Start of Text extract

Cursors in MySQL Stored Procedures

Taylor Ren
Tweet

After my previous article on Stored Procedures was published on SitePoint, I received quite a number of comments. One of them suggested further elaboration on CURSOR, an important feature in Stored Procedures.

As cursors are a part of a Stored Procedure, we will elaborate a bit more on SP in this article as well. In particular, we will see how to return a dataset from an SP.

What is a CURSOR?

A cursor can’t be used by itself in MySQL. It is an essential component in stored procedures. I would be inclined to treat a cursor as a “pointer” in C/C++, or an iterator in PHP’s foreach statement.

With cursors, we can traverse a dataset and manipulate each record to accomplish certain tasks. When such an operation on a record can also be done in the PHP layer, it saves data transfer amounts as we can just return the processed aggregation/statistical result back to the PHP layer (thus eliminating the selectforeach – manipulation process at the client side).

Since a cursor is implemented in a stored procedure, it has all the benefits (and limitations) of an SP (access control, pre-compiled, hard to debug, etc).

The official documentation on cursors is located here. It contains only four commands that are related to cursor declaration, opening, closing, and fetching. As mentioned above, we will also touch on some other stored procedure statements. Let’s get started.

A real world question

My personal website has a page showing the scores of my favorite NBA team: LA Lakers. The table structure behind it is straightforward:

Fig 1. The Lakers matches status table structure

I have been updating this table since 2008. Some of the latest records showing Lakers’ 2013-14 season are shown below:

Fig 2. The Lakers matches status table data (partial) for 2013-2014 season

(I am using MySQL Workbench as the GUI tool to manage my MySQL databases. You can use your favorite tool.)

Well, I have to admit Lakers are not playing very well these days. 6 consecutive losses up to Jan 15th. I get this “6 consecutive losses” by manually counting from the last played match all the way up (towards earlier games) and see how long an “L” (meaning a loss) in winlose column can appear. This is certainly doable but if the requirement becomes more complicated in a larger table, it takes more time and is more error prone.

Can we do this with a single SQL statement? I am not an SQL expert and I haven’t been able to figure out how to achieve the desired result (“6 consecutive losses”) from one SQL statement. The input of gurus will be highly appreciated – leave it in the comments below.

Can we do this in PHP? Yes, of course. We can retrieve the game data (particularly, the winlose column) for current season and do a traverse on the records to calculate the current longest win/lose streak. But to do that, we will have to grab all data for that year and most of the data will be wasted (as it is not likely for a team to have a win/lose streak for more than 20+ games in a 82-game regular season). However, we don’t know how many records should be retrieved into PHP to determine the streak, so this waste is a must. And finally, if the current win/lose streak is the only thing we want to know from that table, why pull all the raw data?

End of Text extract

◆ Written problem A:
Repeat the passage of the MySQL cursors article starting with "What is a CURSOR?" and going on through "PHP’s foreach statement.", word for word.
◆ Written problem B:
Pick up the MySQL cursors article after its final sentence and keep writing it.
The records aren't needed for anything here.

Start of Provided information

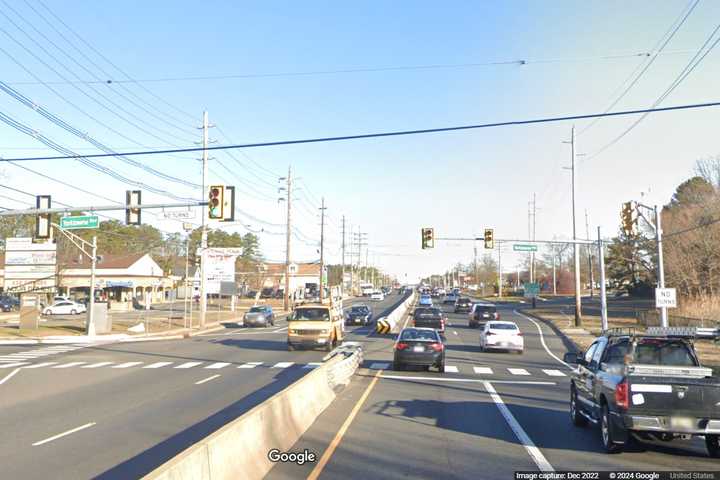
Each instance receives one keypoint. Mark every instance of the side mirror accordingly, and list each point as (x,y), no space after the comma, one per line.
(571,357)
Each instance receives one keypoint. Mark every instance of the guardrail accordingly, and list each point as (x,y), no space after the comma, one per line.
(390,323)
(240,449)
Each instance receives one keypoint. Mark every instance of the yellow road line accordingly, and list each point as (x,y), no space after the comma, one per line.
(339,435)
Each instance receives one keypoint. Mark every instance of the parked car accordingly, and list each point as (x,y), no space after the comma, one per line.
(463,304)
(259,315)
(481,313)
(647,386)
(358,314)
(65,308)
(501,336)
(450,298)
(421,347)
(429,317)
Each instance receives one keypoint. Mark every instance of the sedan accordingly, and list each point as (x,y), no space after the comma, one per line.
(501,336)
(421,347)
(65,308)
(259,315)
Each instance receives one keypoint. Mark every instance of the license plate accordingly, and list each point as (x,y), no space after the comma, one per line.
(682,423)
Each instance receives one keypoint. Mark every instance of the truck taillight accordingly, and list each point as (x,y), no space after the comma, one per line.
(621,395)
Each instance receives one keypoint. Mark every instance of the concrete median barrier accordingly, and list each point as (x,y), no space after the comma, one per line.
(240,449)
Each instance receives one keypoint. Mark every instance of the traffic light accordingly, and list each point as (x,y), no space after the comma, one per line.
(42,221)
(215,202)
(428,238)
(628,222)
(489,240)
(132,215)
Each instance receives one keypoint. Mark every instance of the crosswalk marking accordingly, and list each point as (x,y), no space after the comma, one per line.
(483,370)
(282,365)
(97,365)
(250,365)
(157,365)
(40,365)
(189,365)
(379,365)
(68,365)
(126,365)
(218,365)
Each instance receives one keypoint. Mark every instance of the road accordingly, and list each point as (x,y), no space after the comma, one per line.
(489,416)
(120,410)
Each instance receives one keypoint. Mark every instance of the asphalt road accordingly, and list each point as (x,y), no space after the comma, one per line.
(126,408)
(497,414)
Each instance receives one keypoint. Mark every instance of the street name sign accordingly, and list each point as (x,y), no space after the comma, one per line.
(665,297)
(79,222)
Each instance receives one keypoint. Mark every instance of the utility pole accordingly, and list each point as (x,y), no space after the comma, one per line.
(286,303)
(203,238)
(342,269)
(589,252)
(322,247)
(576,247)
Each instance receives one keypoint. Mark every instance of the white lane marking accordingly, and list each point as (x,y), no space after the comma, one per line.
(523,437)
(207,379)
(250,365)
(282,365)
(39,365)
(542,339)
(127,365)
(157,365)
(9,376)
(10,365)
(464,379)
(189,365)
(71,364)
(59,435)
(98,365)
(218,365)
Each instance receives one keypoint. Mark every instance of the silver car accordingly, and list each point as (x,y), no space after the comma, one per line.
(259,315)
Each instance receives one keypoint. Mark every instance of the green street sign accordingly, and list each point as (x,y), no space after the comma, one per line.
(524,247)
(79,222)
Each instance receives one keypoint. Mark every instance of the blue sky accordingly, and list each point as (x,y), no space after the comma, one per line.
(458,183)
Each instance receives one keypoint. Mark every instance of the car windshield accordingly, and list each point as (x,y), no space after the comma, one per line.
(422,335)
(663,352)
(311,314)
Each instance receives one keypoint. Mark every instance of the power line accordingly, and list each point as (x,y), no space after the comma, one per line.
(521,62)
(383,134)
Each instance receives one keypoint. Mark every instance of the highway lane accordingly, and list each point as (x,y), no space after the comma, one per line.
(140,403)
(426,424)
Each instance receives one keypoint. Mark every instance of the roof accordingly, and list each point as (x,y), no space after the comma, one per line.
(107,261)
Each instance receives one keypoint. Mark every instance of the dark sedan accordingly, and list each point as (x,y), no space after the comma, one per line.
(358,315)
(419,347)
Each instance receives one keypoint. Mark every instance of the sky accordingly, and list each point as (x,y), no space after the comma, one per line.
(275,58)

End of Provided information

◆ Task response A:
What is a CURSOR?

A cursor can’t be used by itself in MySQL. It is an essential component in stored procedures. I would be inclined to treat a cursor as a “pointer” in C/C++, or an iterator in PHP’s foreach statement.

◆ Task response B:
Can we do this via other means? Yes, it is possible. For example, we can create a redundant table specifically designed to store the current win/lose streak. Every insertion of the record will update that table too. But this is way too cumbersome and too error prone.

So, what is a better way to achieve this result?

Using Cursor in a Stored Procedure

As the name of this article suggests, we will see a better alternative (in my view) to solve this problem: using cursor in a Stored Procedure.

Let’s create the first SP in MySQL Workbench as follows:

DELIMITER $$

CREATE DEFINER=`root`@`localhost` PROCEDURE `streak`(in cur_year int, out longeststreak int, out status char(1))
BEGIN
    declare current_win char(1);
    declare current_streak int;
    declare current_status char (1);

    declare cur cursor for select winlose from lakers where year=cur_year and winlose<>'' order by id desc;

    set current_streak=0;

    open cur;

    fetch cur into current_win;
    set current_streak = current_streak +1;

    start_loop: loop
        fetch cur into current_status;
            if current_status <> current_win then 
                leave start_loop;
            else
                set current_streak=current_streak+1;
            end if;

    end loop;

    close cur;

    select current_streak into longeststreak;
    select current_win into `status`;
END

In this SP, we have one input parameter and two output parameters. This defines the signature of the SP.

In the SP body, we also declared a few local variables to hold the streak status (win or lose, current_win), current streak and current win/lose status for a particular match.

declare cur cursor for select winlose from lakers where year=cur_year and winlose<>'' order by id desc;

The above line is the cursor declaration. We declared a cursor named cur and the dataset bind to that cursor is the win/lose status for those matches played (thus its winlose column is either “W” or “L” instead of nothing) in a particular year ordered by id (the latest played games will have the highest ID) descending.

Though not displayed explicitly, we can imagine that this dataset will contain a series of “L”s and “W”s. Based on the data shown in Figure 2 above, it should be: “LLLLLLWLL…” (6 Ls, 1 Ws, etc).

To calculate the win/lose streak, we begin with the latest (and the first in the dataset) match data. When a cursor is opened, it always starts at the first record in the associated dataset.

After the first data is grabbed, the cursor will move to the next record. In this way, a cursor behaves very much like a queue, traversing the dataset in a FIFO (First In First Out) manner. This is exactly what we wanted.

After getting the current win/lose status and set the streak number, we continue to loop through (traverse) the remainder of the dataset. With each loop iteration, the cursor will “point” to the next record until we break the loop or all the records are consumed.

If the next win/lose status is the same as the current win/lose status, it means the streak goes on and we increase the streak number by 1 and continue the traversing; otherwise, it means the streak discontinues and we can leave the loop earlier.

Finally, we close the cursor and release the resources. Then we return the desired output.

Next, we can enhance the access control of the SP as described in my previous article.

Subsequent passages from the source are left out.